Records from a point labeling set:
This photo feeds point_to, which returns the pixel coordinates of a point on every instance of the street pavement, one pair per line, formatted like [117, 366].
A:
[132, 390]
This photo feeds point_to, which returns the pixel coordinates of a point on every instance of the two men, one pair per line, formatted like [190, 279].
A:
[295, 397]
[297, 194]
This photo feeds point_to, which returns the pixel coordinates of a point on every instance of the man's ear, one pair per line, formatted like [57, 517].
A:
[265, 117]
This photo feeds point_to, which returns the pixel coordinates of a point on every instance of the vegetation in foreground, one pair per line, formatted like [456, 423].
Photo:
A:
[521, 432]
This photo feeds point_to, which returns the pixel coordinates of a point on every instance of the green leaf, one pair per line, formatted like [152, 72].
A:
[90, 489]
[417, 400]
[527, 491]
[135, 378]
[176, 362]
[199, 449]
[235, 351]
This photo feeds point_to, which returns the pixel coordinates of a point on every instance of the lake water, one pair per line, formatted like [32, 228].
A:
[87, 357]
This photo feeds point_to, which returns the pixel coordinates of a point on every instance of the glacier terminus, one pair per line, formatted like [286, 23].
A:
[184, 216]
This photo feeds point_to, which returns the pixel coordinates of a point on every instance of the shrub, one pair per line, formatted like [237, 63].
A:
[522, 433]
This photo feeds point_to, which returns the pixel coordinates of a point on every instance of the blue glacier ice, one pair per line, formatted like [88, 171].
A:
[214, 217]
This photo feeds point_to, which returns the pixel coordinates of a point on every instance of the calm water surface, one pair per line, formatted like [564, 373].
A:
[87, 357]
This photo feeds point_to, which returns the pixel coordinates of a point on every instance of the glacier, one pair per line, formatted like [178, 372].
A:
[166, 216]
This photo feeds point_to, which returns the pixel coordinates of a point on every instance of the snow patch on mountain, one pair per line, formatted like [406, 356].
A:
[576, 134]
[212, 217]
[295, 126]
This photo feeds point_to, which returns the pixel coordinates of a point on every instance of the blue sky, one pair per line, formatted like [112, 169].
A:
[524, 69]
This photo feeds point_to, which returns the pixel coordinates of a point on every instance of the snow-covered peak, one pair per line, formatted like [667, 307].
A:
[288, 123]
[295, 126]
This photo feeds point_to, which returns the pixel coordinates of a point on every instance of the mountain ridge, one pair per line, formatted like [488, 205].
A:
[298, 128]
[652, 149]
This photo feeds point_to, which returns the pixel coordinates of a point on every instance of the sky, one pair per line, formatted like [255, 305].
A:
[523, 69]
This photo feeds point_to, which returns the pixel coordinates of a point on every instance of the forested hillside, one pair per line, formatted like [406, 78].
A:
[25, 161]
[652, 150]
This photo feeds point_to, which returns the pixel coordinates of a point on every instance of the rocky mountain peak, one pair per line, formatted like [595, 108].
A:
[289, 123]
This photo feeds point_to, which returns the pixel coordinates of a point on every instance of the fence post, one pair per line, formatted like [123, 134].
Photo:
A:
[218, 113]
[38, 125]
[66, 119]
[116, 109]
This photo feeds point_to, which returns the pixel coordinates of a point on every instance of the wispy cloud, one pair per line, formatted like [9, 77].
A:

*To do*.
Reproduce the material above, every line of it, exactly.

*Solution to the exercise*.
This photo feeds point_to, which returns the pixel coordinates of a point on every instance of the street pavement, one pair per line, formatted like [117, 366].
A:
[132, 390]
This photo feeds point_to, which returns the pixel coordinates of a point on every instance of the two men, one pair per line, formatted like [190, 279].
A:
[295, 397]
[297, 194]
This photo feeds point_to, which returns the pixel coordinates of a point on every instance of the man's ear, one pair per line, formatted like [57, 517].
A:
[265, 117]
This photo feeds point_to, which returns the pixel coordinates of a point on every instance of the vegetation in foreground, one pair per line, formatted like [456, 423].
Photo:
A:
[521, 432]
This photo feeds point_to, which returns the pixel coordinates of a point on every instance of the green leaf, one pair per line, formatted like [152, 72].
A:
[90, 489]
[417, 400]
[527, 491]
[135, 378]
[176, 362]
[199, 449]
[235, 351]
This photo feeds point_to, which returns the pixel coordinates of a point on every instance of the lake water, one pair per line, formatted like [32, 228].
A:
[87, 357]
This photo feeds point_to, which returns the pixel coordinates of a point on every instance of the glacier terminus, one pair per line, formatted like [286, 23].
A:
[184, 216]
This photo feeds point_to, which returns the pixel coordinates of a point on every instance of the shrub, one pair per line, formatted like [237, 63].
A:
[522, 433]
This photo feeds point_to, which returns the pixel coordinates of a point on every instance of the blue glacier ice, one pair per line, formatted like [88, 171].
A:
[214, 217]
This photo feeds point_to, which returns the pixel coordinates of a point on every instance of the calm water surface, one pair per line, formatted like [564, 373].
A:
[87, 357]
This photo feeds point_to, which returns the pixel coordinates of a point on every instance of the glacier, one pair per line, formatted like [178, 372].
A:
[166, 216]
This photo feeds point_to, which returns the pixel coordinates of a point on every instance of the snow patch on mountain, one pair per line, formatted like [406, 356].
A:
[576, 134]
[212, 217]
[295, 126]
This photo feeds point_to, which returns the pixel coordinates of a point on every instance of the blue sky, one pair per line, formatted like [112, 169].
A:
[524, 69]
This photo feeds point_to, which returns the pixel coordinates of a point on every instance of the snow-covered peak, one pair per line, formatted like [667, 307].
A:
[288, 123]
[295, 126]
This photo feeds point_to, which returns the pixel coordinates of a point on every instance of the mountain ridge, one pair per line, formatted like [488, 205].
A:
[298, 128]
[652, 149]
This photo feeds point_to, which returns the pixel coordinates of a point on every instance of the sky, one pair per line, formatted like [255, 305].
A:
[523, 69]
This photo feeds point_to, which returns the pixel coordinates of a point on every instance of the forested hillside, one pair per line, formatted like [406, 78].
A:
[25, 161]
[652, 150]
This photo feeds point_to, which returns the pixel coordinates of a point on every instance of the rocky mountain peak, one pair per line, formatted like [595, 108].
A:
[289, 123]
This photo feeds point_to, which returns the pixel coordinates of a point on every instance of the fence post, one pair per line, formatted like [123, 134].
Photo:
A:
[218, 113]
[38, 125]
[66, 119]
[116, 109]
This photo feeds point_to, which returns the pixel coordinates of a point on every instance of the wispy cloud, one pair per line, formatted like [9, 77].
A:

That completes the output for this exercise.